## Work item
From the line that contains "Query: orange paint" to the end of the records below, copy every line exactly. Both the first and last of these lines count.

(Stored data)
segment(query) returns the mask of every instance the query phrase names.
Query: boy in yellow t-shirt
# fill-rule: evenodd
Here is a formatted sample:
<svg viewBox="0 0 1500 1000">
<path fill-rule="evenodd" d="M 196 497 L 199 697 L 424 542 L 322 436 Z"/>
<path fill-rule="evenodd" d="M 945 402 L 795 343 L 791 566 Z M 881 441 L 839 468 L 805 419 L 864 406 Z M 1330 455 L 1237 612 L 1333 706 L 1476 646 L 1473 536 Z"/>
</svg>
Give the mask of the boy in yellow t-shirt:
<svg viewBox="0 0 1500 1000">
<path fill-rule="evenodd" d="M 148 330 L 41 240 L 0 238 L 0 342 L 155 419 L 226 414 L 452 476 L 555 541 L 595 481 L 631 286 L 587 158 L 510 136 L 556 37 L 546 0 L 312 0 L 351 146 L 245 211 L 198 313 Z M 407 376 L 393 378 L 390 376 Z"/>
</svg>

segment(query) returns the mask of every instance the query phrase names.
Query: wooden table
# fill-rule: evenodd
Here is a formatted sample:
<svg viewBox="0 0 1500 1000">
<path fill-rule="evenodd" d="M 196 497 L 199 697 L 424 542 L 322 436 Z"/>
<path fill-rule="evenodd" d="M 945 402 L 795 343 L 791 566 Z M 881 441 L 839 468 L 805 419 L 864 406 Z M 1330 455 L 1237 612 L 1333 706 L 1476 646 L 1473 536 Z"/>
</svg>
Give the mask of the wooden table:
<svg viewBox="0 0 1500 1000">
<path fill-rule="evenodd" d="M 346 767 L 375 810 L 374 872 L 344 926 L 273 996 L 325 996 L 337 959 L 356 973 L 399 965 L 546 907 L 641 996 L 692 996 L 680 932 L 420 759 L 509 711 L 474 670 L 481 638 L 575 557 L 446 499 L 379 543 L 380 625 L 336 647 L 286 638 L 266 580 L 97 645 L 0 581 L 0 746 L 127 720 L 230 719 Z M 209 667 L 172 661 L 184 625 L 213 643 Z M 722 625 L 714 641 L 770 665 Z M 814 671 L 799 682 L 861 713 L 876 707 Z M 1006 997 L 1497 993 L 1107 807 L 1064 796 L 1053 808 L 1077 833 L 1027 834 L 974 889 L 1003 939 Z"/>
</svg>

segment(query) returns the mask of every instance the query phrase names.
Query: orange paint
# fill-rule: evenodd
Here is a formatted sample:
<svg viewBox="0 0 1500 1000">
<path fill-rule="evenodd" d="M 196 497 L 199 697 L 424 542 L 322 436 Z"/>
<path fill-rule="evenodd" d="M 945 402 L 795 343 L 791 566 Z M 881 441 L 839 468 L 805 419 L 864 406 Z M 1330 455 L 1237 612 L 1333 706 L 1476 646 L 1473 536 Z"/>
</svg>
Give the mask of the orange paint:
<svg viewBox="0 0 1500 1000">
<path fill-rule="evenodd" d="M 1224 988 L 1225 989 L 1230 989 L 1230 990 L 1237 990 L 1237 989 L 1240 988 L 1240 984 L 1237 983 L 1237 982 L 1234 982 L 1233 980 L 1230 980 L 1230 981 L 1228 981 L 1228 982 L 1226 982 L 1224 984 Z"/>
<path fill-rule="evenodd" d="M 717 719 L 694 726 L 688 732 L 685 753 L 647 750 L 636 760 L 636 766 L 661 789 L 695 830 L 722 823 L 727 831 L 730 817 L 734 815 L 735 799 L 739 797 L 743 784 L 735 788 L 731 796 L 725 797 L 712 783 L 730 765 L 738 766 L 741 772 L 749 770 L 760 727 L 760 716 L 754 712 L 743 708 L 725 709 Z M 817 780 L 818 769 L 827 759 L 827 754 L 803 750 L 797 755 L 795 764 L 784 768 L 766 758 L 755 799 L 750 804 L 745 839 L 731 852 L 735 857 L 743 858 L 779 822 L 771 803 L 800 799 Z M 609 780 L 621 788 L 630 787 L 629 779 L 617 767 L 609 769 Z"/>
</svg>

## Answer section
Query: orange paint
# fill-rule: evenodd
Here is a formatted sample:
<svg viewBox="0 0 1500 1000">
<path fill-rule="evenodd" d="M 196 497 L 199 697 L 424 542 L 322 436 Z"/>
<path fill-rule="evenodd" d="M 945 402 L 795 343 L 791 566 Z M 881 441 L 839 468 L 805 419 L 864 406 Z M 1330 455 L 1237 612 L 1333 706 L 1476 646 L 1473 536 Z"/>
</svg>
Give the mask of the orange paint:
<svg viewBox="0 0 1500 1000">
<path fill-rule="evenodd" d="M 1224 988 L 1225 989 L 1230 989 L 1230 990 L 1237 990 L 1237 989 L 1240 988 L 1240 984 L 1237 983 L 1237 982 L 1234 982 L 1233 980 L 1230 980 L 1230 981 L 1228 981 L 1228 982 L 1226 982 L 1224 984 Z"/>
<path fill-rule="evenodd" d="M 717 719 L 694 726 L 688 732 L 685 753 L 647 750 L 636 760 L 636 766 L 661 789 L 695 830 L 722 823 L 727 831 L 730 817 L 734 815 L 735 799 L 739 797 L 743 784 L 735 788 L 731 796 L 725 797 L 712 783 L 730 765 L 738 766 L 741 772 L 749 770 L 760 727 L 760 716 L 754 712 L 743 708 L 725 709 Z M 817 780 L 818 769 L 827 759 L 827 754 L 803 750 L 797 755 L 795 764 L 784 768 L 766 758 L 755 799 L 750 804 L 745 839 L 731 852 L 735 857 L 743 858 L 779 822 L 771 803 L 800 799 Z M 609 780 L 621 788 L 630 787 L 629 779 L 617 767 L 609 769 Z"/>
</svg>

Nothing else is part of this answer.